Set task
Extract each line of the material below that contains the string "silver" and reproduce those lines verbatim. Matching is case-sensitive.

Given information

......

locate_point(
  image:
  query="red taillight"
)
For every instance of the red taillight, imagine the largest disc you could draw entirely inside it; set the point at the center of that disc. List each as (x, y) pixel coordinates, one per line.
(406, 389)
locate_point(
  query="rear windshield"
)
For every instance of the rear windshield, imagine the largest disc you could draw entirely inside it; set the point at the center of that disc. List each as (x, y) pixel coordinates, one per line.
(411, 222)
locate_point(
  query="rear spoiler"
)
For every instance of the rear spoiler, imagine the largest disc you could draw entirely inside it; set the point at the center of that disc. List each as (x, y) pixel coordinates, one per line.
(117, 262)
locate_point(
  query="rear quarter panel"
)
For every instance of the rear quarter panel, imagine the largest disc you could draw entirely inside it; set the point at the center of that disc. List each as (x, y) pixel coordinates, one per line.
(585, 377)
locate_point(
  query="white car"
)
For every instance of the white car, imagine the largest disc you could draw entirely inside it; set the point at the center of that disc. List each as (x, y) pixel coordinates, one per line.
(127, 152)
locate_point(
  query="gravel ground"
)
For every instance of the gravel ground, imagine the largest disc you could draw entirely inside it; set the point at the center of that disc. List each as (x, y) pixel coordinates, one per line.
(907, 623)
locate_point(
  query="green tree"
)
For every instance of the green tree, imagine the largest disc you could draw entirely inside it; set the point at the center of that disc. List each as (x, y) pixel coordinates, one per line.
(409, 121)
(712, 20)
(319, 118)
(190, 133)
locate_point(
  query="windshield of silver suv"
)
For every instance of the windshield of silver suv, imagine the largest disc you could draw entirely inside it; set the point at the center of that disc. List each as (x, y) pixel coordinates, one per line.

......

Result of the task
  query="windshield of silver suv"
For every instance of the windshield of silver suv, imagine the largest disc you could draw entirely inside it; set the point at the center of that disc. List each as (x, y) pixel coordinates, one per line.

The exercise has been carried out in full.